EXCERPT PROVIDED:
The original cement crack - looking north |
In 2009 when Benjamin Netanyahu was coming to power in Israel, excavation on the high ridge west of the Gihon Spring revealed a most important artifact.
After the first few months digging |
A 30X8m super-tension retaining wall was built to hold the significant section of Mount Moriah’s eastern slope (below, temple mount seen north). Four years to plan and construct, the wall had to be anchored in bedrock at several points and at each level. Casing each anchor was slow going to avoid penetrating and damaging buried artifacts. Approximately 500 cubic meters of rubble and dirt were ultimately removed for archaeological sifting.
Looking north - Temple Mount seen top left |
Roman era jars and oil lamps found in the top frame of walls that were once rooms - looking west |
A collapsed section was well preserved in a narrow passage that had been blocked at its east exit by a ~50cm(w) late iron age (North-South) wall section. At 2m above the bedrock, pottery and other artifacts were found in blackened layer dated to the Babylonian destruction of Jerusalem in 586 BCE. Below the blackened destruction (seen in the image left) layers may yet reveal artifacts that inform about the periods prior.

[Data records]
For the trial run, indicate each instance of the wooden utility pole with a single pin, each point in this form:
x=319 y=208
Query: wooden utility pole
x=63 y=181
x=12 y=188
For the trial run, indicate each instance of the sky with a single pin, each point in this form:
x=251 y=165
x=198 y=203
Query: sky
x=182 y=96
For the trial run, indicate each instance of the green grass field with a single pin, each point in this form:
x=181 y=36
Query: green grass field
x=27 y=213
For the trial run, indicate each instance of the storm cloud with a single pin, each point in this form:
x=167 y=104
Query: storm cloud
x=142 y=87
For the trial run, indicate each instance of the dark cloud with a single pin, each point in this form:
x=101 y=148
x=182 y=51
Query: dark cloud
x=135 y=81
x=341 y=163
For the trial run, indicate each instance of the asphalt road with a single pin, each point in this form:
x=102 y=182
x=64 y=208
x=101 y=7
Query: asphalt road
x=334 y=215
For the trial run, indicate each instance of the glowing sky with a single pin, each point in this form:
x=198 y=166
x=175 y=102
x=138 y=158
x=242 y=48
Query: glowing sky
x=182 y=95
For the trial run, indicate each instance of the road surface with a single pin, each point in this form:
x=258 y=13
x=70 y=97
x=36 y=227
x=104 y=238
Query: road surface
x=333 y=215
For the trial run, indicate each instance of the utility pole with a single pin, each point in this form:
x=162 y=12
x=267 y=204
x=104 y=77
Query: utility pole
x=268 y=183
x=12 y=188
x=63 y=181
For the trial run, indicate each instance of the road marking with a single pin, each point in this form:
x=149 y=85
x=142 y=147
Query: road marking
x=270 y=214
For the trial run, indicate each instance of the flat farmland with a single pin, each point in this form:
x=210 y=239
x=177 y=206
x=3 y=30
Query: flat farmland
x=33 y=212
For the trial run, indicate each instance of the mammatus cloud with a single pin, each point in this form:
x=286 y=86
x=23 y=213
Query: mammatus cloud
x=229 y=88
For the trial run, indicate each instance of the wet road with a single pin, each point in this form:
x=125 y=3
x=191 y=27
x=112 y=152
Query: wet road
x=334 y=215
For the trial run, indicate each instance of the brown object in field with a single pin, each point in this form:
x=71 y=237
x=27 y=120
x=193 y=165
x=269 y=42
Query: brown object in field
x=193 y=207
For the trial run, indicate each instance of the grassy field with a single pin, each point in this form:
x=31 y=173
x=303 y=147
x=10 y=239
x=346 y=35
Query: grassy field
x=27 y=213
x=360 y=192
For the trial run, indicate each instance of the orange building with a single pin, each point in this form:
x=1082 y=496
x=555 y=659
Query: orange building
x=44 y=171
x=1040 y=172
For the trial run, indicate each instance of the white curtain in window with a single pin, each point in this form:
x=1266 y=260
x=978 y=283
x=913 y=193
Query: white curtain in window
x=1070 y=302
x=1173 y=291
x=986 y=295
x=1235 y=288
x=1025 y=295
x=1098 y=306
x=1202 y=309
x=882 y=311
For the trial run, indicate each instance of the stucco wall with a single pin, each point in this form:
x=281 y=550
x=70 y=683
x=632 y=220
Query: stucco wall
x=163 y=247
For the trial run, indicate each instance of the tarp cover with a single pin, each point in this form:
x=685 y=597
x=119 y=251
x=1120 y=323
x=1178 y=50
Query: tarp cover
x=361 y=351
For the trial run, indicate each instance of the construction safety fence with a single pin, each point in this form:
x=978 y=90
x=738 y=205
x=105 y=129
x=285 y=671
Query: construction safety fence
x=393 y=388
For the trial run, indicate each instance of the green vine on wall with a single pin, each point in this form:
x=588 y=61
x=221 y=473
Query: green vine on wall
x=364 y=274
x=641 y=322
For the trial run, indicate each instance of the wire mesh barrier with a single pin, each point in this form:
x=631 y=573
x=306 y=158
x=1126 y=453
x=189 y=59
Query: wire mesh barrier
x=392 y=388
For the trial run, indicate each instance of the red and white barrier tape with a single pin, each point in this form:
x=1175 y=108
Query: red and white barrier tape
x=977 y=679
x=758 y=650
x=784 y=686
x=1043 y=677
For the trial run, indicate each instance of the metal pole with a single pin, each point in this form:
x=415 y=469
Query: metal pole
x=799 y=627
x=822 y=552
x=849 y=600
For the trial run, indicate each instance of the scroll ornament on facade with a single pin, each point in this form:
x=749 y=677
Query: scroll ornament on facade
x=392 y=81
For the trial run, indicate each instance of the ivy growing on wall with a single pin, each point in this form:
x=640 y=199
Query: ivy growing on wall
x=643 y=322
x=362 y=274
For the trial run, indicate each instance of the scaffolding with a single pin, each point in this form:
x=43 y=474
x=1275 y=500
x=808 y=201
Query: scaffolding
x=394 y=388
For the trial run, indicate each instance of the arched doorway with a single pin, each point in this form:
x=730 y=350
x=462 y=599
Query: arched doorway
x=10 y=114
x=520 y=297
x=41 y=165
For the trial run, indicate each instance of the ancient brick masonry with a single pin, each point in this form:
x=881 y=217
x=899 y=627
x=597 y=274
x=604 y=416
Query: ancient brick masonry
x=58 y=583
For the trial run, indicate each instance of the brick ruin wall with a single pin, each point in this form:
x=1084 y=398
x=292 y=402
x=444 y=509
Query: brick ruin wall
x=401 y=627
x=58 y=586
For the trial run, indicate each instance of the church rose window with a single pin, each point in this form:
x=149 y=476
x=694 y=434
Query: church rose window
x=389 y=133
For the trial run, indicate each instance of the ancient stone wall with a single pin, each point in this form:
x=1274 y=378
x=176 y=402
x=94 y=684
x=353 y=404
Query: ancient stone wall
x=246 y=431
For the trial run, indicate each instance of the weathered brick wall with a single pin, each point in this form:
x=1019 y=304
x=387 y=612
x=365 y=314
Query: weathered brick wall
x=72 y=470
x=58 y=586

AIM:
Please return, word for word, the passage of the excavation text above that begins at the words "The original cement" and stops after "for archaeological sifting.".

ANSWER TO THE PROBLEM:
The original cement crack - looking north |
In 2009 when Benjamin Netanyahu was coming to power in Israel, excavation on the high ridge west of the Gihon Spring revealed a most important artifact.
After the first few months digging |
A 30X8m super-tension retaining wall was built to hold the significant section of Mount Moriah’s eastern slope (below, temple mount seen north). Four years to plan and construct, the wall had to be anchored in bedrock at several points and at each level. Casing each anchor was slow going to avoid penetrating and damaging buried artifacts. Approximately 500 cubic meters of rubble and dirt were ultimately removed for archaeological sifting.